> GOAL
Present each line of the entries below as a row of a Markdown table with the columns "Row" and "Entry Line," numbering the rows in order and omitting any blank lines.

> TASK INPUT
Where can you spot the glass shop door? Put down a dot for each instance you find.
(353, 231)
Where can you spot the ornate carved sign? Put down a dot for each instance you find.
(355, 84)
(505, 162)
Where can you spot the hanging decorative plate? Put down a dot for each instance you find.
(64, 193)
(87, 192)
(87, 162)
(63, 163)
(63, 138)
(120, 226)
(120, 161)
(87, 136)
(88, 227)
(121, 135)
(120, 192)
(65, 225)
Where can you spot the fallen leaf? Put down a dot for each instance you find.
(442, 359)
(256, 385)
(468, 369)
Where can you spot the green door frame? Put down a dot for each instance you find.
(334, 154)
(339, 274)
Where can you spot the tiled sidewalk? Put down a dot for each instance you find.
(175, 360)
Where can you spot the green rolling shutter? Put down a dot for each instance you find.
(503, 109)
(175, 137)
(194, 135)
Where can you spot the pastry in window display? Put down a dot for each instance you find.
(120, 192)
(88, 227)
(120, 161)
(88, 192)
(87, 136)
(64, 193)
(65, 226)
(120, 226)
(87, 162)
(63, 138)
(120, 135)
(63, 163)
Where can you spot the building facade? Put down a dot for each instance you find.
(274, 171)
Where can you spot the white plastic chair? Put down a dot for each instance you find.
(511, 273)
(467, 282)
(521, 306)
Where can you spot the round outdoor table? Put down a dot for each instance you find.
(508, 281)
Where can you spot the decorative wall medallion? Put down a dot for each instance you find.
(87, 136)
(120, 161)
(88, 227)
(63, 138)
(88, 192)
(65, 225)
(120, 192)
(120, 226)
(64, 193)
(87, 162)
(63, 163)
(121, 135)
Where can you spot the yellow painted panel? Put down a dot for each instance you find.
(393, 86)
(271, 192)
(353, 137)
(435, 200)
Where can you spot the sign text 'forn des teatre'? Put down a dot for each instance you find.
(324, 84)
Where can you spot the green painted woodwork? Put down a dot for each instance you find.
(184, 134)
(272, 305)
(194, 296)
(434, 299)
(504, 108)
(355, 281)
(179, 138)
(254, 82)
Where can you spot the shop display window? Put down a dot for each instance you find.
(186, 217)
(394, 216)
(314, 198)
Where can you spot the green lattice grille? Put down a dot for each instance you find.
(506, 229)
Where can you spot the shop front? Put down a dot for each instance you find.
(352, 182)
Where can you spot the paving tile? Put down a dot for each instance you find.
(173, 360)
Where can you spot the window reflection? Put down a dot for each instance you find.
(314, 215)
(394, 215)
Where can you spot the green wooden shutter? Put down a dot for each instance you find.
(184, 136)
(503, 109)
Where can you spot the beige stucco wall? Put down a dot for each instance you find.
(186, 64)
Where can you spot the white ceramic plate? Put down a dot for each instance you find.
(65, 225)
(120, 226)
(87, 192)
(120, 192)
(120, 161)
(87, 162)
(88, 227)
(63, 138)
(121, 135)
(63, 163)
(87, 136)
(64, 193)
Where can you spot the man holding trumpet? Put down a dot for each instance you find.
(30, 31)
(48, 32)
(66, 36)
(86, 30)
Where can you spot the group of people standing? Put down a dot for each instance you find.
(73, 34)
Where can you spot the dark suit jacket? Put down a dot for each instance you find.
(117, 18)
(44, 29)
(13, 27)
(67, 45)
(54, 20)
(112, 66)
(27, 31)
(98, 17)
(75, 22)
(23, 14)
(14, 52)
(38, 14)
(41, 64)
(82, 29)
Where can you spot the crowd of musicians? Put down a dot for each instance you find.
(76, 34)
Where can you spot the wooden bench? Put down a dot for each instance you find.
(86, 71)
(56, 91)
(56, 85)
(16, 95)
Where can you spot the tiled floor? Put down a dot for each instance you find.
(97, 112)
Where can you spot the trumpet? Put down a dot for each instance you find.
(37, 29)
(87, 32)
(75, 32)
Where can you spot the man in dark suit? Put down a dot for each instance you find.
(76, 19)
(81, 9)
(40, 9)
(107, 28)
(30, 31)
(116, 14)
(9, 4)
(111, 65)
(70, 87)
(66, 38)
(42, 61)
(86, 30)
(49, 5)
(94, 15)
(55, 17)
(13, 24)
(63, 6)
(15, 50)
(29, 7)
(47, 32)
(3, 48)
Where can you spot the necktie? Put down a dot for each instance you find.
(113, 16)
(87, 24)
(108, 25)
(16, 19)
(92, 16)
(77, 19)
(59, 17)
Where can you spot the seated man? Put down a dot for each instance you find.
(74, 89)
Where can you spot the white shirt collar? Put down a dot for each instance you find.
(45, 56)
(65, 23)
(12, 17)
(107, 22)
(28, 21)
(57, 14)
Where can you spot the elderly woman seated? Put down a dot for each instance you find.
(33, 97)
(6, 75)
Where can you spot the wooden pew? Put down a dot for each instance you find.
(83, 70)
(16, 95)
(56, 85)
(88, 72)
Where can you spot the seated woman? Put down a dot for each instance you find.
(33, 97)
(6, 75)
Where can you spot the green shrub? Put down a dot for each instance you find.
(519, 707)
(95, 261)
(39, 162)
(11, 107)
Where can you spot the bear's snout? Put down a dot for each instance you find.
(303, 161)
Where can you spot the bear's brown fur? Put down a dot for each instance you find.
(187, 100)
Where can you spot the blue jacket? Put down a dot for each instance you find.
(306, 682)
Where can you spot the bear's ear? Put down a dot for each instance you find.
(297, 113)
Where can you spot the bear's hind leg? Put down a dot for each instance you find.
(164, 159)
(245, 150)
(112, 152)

> TASK ANSWER
| Row | Entry Line |
|---|---|
| 1 | Where can you spot the glass shop door? Put down a dot for each instance you find. |
| 2 | (353, 231) |
| 3 | Where can you spot the ornate carved sign? Put down a dot for each instance you find. |
| 4 | (355, 84) |
| 5 | (505, 162) |
| 6 | Where can you spot the hanging decorative plate? Put down a dot for each instance you find. |
| 7 | (64, 193) |
| 8 | (87, 192) |
| 9 | (87, 162) |
| 10 | (63, 163) |
| 11 | (63, 138) |
| 12 | (120, 226) |
| 13 | (120, 161) |
| 14 | (87, 136) |
| 15 | (88, 227) |
| 16 | (121, 135) |
| 17 | (120, 192) |
| 18 | (65, 225) |
| 19 | Where can you spot the fallen leaf? Put down a dot for each instance you find. |
| 20 | (442, 359) |
| 21 | (256, 385) |
| 22 | (468, 369) |
| 23 | Where can you spot the green door frame? Put down a dot for each instance you find. |
| 24 | (334, 154) |
| 25 | (339, 274) |
| 26 | Where can you spot the tiled sidewalk? Put down a dot for each instance you find. |
| 27 | (175, 360) |
| 28 | Where can you spot the green rolling shutter? Put down a dot for each instance you find. |
| 29 | (503, 109) |
| 30 | (175, 137) |
| 31 | (194, 135) |
| 32 | Where can you spot the pastry in window display? Put down a dot for each instance you find. |
| 33 | (120, 192) |
| 34 | (88, 227) |
| 35 | (120, 161) |
| 36 | (88, 192) |
| 37 | (87, 136) |
| 38 | (64, 193) |
| 39 | (65, 226) |
| 40 | (120, 226) |
| 41 | (87, 162) |
| 42 | (63, 138) |
| 43 | (120, 135) |
| 44 | (63, 163) |
| 45 | Where can you spot the building facade? Put down a dot for each instance you find. |
| 46 | (274, 171) |
| 47 | Where can you spot the white plastic chair? Put down a dot for each instance you find. |
| 48 | (511, 273) |
| 49 | (467, 282) |
| 50 | (521, 306) |
| 51 | Where can you spot the round outdoor table? Put down a dot for each instance you find. |
| 52 | (508, 281) |
| 53 | Where can you spot the decorative wall medallion? Put down a dot for each instance you find. |
| 54 | (87, 136) |
| 55 | (120, 161) |
| 56 | (88, 227) |
| 57 | (63, 138) |
| 58 | (88, 192) |
| 59 | (65, 225) |
| 60 | (120, 192) |
| 61 | (120, 226) |
| 62 | (64, 193) |
| 63 | (87, 162) |
| 64 | (63, 163) |
| 65 | (121, 135) |
| 66 | Where can you spot the yellow painted panel? Put down a dot for each instance you find. |
| 67 | (393, 86) |
| 68 | (271, 192) |
| 69 | (353, 137) |
| 70 | (435, 200) |
| 71 | Where can you spot the sign text 'forn des teatre'? Put down a dot for each instance you find. |
| 72 | (324, 84) |
| 73 | Where can you spot the green painted woodwork? Put down a dot for each instance you find. |
| 74 | (184, 134) |
| 75 | (272, 305) |
| 76 | (194, 296) |
| 77 | (434, 299) |
| 78 | (504, 108) |
| 79 | (355, 281) |
| 80 | (179, 138) |
| 81 | (254, 82) |
| 82 | Where can you spot the shop display window? Put down a dot for each instance you find. |
| 83 | (186, 217) |
| 84 | (394, 216) |
| 85 | (314, 198) |
| 86 | Where can you spot the green lattice grille? Put down a dot for each instance you find. |
| 87 | (506, 229) |
| 88 | Where can you spot the shop front? Put down a dot for each instance you find. |
| 89 | (352, 182) |
| 90 | Where can you spot the paving tile? Put down a dot for each instance you find. |
| 91 | (173, 360) |
| 92 | Where can you spot the window reflection? Put down a dot for each instance you find. |
| 93 | (314, 215) |
| 94 | (394, 215) |
| 95 | Where can you spot the green wooden shutter? Put down a dot for each instance you find. |
| 96 | (184, 136) |
| 97 | (503, 109) |
| 98 | Where can you spot the beige stucco wall? Put down a dot for each instance you find. |
| 99 | (186, 64) |
| 100 | Where can you spot the white ceramic plate? Put down a dot for each instance you find. |
| 101 | (65, 225) |
| 102 | (120, 226) |
| 103 | (87, 192) |
| 104 | (120, 192) |
| 105 | (120, 161) |
| 106 | (87, 162) |
| 107 | (88, 227) |
| 108 | (63, 138) |
| 109 | (121, 135) |
| 110 | (63, 163) |
| 111 | (87, 136) |
| 112 | (64, 193) |
| 113 | Where can you spot the man holding trumpet? Put down a dot for each instance you find. |
| 114 | (30, 31) |
| 115 | (48, 32) |
| 116 | (66, 36) |
| 117 | (86, 30) |
| 118 | Where can you spot the group of people standing? Put down a dot for each instance you find. |
| 119 | (73, 34) |
| 120 | Where can you spot the dark suit jacket? Put down a dot for each instance you find. |
| 121 | (117, 18) |
| 122 | (44, 29) |
| 123 | (13, 27) |
| 124 | (67, 45) |
| 125 | (54, 20) |
| 126 | (112, 66) |
| 127 | (27, 31) |
| 128 | (98, 17) |
| 129 | (75, 22) |
| 130 | (23, 14) |
| 131 | (14, 52) |
| 132 | (38, 14) |
| 133 | (41, 64) |
| 134 | (82, 29) |
| 135 | Where can you spot the crowd of musicians? Put down a dot for each instance you find. |
| 136 | (76, 34) |
| 137 | Where can you spot the wooden bench? Put down a dot for each instance you find. |
| 138 | (86, 71) |
| 139 | (56, 91) |
| 140 | (56, 85) |
| 141 | (16, 95) |
| 142 | Where can you spot the tiled floor? Put down a dot for each instance you find. |
| 143 | (97, 112) |
| 144 | Where can you spot the trumpet? Put down a dot for each instance you find. |
| 145 | (37, 29) |
| 146 | (87, 32) |
| 147 | (75, 32) |
| 148 | Where can you spot the man in dark suit? Put down a dot for each instance you find. |
| 149 | (76, 19) |
| 150 | (81, 9) |
| 151 | (40, 9) |
| 152 | (107, 28) |
| 153 | (30, 31) |
| 154 | (116, 14) |
| 155 | (9, 4) |
| 156 | (111, 65) |
| 157 | (70, 87) |
| 158 | (66, 38) |
| 159 | (42, 61) |
| 160 | (86, 30) |
| 161 | (49, 5) |
| 162 | (94, 15) |
| 163 | (55, 17) |
| 164 | (13, 24) |
| 165 | (63, 6) |
| 166 | (15, 50) |
| 167 | (29, 7) |
| 168 | (47, 32) |
| 169 | (3, 48) |
| 170 | Where can you spot the necktie? Put down a dot for each instance you find. |
| 171 | (113, 16) |
| 172 | (87, 24) |
| 173 | (108, 25) |
| 174 | (16, 19) |
| 175 | (92, 16) |
| 176 | (77, 19) |
| 177 | (59, 17) |
| 178 | Where can you spot the seated man? Put down a dot for each instance you find. |
| 179 | (74, 89) |
| 180 | Where can you spot the white shirt collar? Put down a dot for each instance you find. |
| 181 | (45, 56) |
| 182 | (65, 23) |
| 183 | (12, 17) |
| 184 | (107, 22) |
| 185 | (28, 21) |
| 186 | (57, 14) |
| 187 | Where can you spot the elderly woman seated? Put down a dot for each instance you find. |
| 188 | (33, 97) |
| 189 | (6, 75) |
| 190 | Where can you spot the wooden pew? Put down a dot for each instance you find. |
| 191 | (83, 70) |
| 192 | (16, 95) |
| 193 | (56, 85) |
| 194 | (88, 72) |
| 195 | Where can you spot the seated woman? Put down a dot for each instance you find. |
| 196 | (33, 97) |
| 197 | (6, 75) |
| 198 | Where can you spot the green shrub? Put down a dot for each instance you find. |
| 199 | (519, 707) |
| 200 | (95, 261) |
| 201 | (39, 162) |
| 202 | (11, 107) |
| 203 | Where can you spot the bear's snout? Put down a dot for each instance you find. |
| 204 | (303, 161) |
| 205 | Where can you spot the bear's brown fur? Put down a dot for each instance you find. |
| 206 | (187, 100) |
| 207 | Where can you spot the blue jacket? Put down a dot for each instance you find. |
| 208 | (306, 682) |
| 209 | Where can you spot the bear's ear? Put down a dot for each instance you find. |
| 210 | (297, 113) |
| 211 | Where can you spot the bear's hind leg? Put down a dot for each instance you find. |
| 212 | (164, 159) |
| 213 | (245, 150) |
| 214 | (112, 152) |